**Data provided:**
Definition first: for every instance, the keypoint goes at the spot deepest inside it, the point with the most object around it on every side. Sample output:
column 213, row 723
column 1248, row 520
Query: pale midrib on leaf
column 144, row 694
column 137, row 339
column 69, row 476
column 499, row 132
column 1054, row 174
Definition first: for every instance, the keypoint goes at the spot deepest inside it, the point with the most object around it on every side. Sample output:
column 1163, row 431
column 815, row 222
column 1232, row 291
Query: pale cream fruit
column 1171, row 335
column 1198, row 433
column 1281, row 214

==

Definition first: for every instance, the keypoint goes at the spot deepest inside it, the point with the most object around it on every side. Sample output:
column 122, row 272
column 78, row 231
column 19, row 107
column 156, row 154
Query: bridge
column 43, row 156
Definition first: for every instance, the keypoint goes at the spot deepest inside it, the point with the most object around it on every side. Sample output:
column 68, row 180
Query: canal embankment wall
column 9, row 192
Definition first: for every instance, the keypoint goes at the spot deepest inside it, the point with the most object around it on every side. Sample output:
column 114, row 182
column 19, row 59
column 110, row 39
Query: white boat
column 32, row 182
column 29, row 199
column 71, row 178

...

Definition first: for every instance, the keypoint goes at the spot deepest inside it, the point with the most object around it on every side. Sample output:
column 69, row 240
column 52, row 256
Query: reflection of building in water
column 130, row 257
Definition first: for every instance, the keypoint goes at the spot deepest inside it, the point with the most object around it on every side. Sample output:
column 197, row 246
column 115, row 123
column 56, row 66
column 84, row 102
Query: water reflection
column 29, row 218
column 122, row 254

**Required work:** Precisely the lines between those holding "Query: pale midrib on leaf" and "column 1232, row 291", inclusive, are to be reproduced from the listing above, with nothing added.

**Output for this exercise:**
Query: pale midrib on leaf
column 144, row 694
column 137, row 339
column 69, row 476
column 499, row 132
column 1054, row 174
Definition first: for every instance, the keypoint goes at the spot deepest inside it, the point with the most object around it on every side. Sample output:
column 1163, row 431
column 815, row 222
column 1232, row 291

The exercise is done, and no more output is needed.